**Aim of the exercise**: From the line containing "locate | one dot per instance of the fish eye" through the last line of the data, return those lines exactly as written and nothing more.

Point-based annotation data:
┏━━

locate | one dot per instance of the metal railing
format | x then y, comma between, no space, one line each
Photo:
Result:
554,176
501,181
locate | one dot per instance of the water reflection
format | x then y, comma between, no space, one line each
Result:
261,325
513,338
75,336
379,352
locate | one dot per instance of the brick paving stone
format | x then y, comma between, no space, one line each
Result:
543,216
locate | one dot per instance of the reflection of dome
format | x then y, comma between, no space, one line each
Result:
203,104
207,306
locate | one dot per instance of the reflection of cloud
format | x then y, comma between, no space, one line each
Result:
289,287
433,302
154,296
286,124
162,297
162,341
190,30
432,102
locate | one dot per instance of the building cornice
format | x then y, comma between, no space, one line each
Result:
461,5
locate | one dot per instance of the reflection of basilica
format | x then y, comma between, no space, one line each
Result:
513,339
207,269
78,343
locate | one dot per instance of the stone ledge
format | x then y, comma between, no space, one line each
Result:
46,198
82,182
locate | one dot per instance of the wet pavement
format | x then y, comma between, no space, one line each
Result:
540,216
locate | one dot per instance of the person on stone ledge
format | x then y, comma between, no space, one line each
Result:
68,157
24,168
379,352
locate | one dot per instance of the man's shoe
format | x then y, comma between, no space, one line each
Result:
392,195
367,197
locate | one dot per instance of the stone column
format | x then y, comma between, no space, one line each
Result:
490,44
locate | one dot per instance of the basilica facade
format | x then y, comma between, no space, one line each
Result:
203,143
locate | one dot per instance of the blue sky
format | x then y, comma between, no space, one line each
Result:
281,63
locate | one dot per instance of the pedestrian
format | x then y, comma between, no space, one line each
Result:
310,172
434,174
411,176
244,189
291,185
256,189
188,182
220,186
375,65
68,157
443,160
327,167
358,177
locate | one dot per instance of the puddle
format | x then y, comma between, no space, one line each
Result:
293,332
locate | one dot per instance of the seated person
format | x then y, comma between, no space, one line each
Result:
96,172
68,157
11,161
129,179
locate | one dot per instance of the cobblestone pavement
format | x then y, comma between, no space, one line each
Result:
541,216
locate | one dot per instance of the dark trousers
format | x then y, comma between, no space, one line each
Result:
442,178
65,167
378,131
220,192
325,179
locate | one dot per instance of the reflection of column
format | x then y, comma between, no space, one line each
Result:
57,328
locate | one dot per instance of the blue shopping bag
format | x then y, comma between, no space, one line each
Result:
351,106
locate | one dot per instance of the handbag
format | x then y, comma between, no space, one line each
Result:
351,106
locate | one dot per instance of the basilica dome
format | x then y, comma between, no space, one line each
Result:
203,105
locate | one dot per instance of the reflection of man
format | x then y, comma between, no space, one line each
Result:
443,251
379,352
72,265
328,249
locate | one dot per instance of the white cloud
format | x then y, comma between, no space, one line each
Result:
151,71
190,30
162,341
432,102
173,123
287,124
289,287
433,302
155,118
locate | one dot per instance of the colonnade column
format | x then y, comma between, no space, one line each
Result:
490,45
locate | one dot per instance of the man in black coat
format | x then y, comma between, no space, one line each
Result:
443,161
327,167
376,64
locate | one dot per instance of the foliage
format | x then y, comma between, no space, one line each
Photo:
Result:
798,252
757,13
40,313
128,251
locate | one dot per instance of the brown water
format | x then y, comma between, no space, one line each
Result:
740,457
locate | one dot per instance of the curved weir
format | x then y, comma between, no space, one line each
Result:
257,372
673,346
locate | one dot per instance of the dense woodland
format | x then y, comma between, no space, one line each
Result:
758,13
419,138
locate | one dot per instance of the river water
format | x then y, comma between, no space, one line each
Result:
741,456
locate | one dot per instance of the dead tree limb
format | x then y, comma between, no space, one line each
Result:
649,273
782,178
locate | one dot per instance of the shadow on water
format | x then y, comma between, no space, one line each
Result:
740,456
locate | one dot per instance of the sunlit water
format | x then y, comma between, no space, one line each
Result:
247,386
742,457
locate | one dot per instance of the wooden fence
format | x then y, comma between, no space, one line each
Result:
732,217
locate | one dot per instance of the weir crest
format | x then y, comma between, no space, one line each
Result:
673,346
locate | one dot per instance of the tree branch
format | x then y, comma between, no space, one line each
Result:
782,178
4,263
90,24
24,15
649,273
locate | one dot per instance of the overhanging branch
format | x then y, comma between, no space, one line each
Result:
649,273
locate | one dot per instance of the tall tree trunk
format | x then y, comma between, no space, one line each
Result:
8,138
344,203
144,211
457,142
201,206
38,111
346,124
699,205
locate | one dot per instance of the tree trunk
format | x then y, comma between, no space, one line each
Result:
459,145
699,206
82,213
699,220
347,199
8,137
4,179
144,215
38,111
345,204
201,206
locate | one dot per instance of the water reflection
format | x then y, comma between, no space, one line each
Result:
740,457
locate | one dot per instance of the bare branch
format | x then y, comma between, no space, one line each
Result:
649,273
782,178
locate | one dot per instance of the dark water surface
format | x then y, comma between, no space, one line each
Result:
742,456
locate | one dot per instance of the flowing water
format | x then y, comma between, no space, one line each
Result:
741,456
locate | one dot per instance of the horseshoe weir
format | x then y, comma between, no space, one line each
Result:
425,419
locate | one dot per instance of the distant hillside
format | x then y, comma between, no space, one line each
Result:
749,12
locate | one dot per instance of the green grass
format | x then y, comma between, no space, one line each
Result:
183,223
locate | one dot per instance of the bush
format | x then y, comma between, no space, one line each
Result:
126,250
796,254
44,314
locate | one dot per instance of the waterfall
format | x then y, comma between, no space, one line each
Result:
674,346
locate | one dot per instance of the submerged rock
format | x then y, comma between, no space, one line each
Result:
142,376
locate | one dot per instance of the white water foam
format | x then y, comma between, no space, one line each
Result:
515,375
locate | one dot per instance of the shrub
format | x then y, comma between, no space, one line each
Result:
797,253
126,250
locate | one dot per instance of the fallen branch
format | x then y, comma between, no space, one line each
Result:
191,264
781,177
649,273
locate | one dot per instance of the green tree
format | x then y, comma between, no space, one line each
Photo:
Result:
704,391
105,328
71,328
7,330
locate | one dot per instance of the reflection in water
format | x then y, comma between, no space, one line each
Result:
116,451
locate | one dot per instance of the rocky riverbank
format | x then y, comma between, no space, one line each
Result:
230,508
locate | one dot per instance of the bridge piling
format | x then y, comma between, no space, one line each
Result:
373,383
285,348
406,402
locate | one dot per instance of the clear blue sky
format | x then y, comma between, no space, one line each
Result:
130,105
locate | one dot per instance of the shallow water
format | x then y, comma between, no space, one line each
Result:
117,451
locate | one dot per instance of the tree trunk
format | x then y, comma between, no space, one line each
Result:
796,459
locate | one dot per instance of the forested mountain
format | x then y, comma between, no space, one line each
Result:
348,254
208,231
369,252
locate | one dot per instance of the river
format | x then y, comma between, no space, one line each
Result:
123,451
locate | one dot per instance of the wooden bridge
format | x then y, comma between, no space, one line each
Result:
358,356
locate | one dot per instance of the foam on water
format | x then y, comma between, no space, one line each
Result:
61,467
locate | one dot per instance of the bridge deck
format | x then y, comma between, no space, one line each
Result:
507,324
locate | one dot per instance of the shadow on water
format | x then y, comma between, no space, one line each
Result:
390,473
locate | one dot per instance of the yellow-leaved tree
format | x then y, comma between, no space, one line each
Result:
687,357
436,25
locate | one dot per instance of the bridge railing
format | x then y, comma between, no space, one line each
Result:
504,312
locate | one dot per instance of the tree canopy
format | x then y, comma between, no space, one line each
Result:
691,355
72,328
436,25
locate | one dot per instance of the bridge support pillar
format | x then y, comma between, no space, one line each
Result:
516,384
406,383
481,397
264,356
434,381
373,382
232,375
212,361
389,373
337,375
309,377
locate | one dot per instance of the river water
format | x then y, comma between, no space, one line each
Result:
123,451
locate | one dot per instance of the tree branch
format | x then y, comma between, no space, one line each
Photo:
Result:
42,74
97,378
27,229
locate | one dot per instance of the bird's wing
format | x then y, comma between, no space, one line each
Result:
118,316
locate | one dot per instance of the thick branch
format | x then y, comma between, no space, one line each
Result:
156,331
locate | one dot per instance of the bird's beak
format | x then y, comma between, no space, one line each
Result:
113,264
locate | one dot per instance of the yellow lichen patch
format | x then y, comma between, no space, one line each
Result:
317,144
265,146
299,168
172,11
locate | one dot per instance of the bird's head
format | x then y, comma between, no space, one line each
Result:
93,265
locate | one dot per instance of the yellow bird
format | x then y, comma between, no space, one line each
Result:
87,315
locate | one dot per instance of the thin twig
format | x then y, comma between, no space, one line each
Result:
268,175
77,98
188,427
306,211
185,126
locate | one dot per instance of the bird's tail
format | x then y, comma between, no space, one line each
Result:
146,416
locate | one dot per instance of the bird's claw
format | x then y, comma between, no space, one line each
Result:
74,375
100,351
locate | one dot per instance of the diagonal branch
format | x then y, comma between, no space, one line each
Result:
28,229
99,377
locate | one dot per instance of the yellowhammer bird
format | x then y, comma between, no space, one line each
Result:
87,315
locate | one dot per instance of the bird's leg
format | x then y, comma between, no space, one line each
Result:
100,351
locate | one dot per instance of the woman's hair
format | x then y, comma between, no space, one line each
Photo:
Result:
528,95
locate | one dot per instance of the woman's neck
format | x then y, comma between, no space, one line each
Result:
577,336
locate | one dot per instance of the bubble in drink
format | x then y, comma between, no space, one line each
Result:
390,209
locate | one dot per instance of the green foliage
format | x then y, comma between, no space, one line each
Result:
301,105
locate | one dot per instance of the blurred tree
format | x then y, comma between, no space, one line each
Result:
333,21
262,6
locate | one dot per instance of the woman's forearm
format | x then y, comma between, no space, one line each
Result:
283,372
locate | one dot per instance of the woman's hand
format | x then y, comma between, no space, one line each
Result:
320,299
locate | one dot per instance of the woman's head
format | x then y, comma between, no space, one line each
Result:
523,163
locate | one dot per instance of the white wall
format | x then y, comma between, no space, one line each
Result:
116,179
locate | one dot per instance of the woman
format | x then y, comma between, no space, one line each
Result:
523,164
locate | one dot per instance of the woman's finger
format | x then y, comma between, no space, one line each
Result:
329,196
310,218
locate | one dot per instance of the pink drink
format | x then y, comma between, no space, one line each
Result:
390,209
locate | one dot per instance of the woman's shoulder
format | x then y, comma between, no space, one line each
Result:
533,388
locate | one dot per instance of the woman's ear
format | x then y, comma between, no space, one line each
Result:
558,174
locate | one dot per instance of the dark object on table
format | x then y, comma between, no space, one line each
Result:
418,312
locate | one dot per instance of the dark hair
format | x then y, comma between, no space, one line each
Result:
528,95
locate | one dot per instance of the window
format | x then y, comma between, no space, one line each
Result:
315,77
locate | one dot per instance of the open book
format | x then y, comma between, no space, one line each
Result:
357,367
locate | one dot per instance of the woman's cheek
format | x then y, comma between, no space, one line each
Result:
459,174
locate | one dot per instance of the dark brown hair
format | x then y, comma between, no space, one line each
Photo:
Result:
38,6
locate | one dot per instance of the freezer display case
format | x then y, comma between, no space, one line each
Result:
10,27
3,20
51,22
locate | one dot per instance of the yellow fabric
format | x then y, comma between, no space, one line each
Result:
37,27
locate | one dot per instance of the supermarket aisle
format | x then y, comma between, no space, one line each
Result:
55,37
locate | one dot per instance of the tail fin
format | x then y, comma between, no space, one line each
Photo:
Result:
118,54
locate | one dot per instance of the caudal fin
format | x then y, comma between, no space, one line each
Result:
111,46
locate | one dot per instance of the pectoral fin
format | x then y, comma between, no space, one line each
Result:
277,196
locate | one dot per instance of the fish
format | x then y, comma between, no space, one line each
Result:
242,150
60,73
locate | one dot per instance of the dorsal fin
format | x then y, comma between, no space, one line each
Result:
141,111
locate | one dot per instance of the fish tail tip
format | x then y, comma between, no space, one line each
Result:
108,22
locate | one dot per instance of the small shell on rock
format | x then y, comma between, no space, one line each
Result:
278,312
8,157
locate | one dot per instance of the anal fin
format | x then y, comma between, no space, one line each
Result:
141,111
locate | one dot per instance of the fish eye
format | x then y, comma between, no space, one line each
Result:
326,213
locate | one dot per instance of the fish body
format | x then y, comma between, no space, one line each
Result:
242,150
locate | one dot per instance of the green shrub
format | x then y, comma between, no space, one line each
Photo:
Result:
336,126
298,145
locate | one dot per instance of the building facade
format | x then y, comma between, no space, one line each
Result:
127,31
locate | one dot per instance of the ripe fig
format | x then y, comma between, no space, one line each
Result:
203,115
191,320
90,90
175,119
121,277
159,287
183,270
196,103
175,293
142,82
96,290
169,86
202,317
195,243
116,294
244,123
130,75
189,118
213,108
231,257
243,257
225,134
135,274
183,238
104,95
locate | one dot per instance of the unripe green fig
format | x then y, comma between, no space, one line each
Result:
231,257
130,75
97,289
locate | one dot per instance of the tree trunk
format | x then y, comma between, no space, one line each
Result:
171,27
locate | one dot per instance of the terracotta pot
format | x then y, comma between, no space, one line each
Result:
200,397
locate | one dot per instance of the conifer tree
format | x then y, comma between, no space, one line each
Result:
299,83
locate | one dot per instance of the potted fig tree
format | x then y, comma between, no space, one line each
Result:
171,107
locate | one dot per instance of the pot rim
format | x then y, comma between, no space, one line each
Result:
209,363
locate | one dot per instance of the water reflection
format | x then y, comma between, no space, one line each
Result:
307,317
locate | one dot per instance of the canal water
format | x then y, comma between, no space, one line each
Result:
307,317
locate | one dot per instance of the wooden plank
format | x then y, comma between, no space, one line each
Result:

┗━━

**Worked answer**:
locate | one dot per instance of the fish eye
format | x then y, comma between, no space, one line each
Result:
326,213
locate | one dot per instance of the fish body
format | x then y, comma between, no space, one line each
Result:
242,150
locate | one dot per instance of the green shrub
format | x then y, comma between, no space, one line each
Photo:
Result:
336,126
298,145
locate | one dot per instance of the building facade
format | x then y, comma between, no space, one line each
Result:
127,31
locate | one dot per instance of the ripe fig
format | x then y, comma between, no space, one line each
Result:
203,115
191,320
90,90
175,119
121,277
159,287
183,270
196,103
175,293
142,82
96,290
169,86
202,317
195,243
116,294
244,123
130,75
189,118
213,108
231,257
243,257
225,134
135,274
183,238
104,95
locate | one dot per instance of the unripe green fig
format | x then y, comma between, no space, one line each
Result:
231,257
130,75
97,289
locate | one dot per instance of the tree trunk
format | x then y, comma between, no space, one line each
Result:
171,27
locate | one dot per instance of the terracotta pot
format | x then y, comma between, no space, one line each
Result:
200,397
locate | one dot per instance of the conifer tree
format | x then y, comma between, no space, one line each
Result:
299,83
locate | one dot per instance of the potted fig tree
format | x then y, comma between, no space, one line each
Result:
171,107
locate | one dot per instance of the pot rim
format | x then y, comma between, no space, one line each
Result:
209,363
locate | one dot per instance of the water reflection
format | x then y, comma between, no space, one line each
Result:
307,317
locate | one dot per instance of the canal water
format | x then y, comma between, no space, one line each
Result:
307,317
locate | one dot per instance of the wooden plank
format | x then y, comma between, no space, one line each
Result:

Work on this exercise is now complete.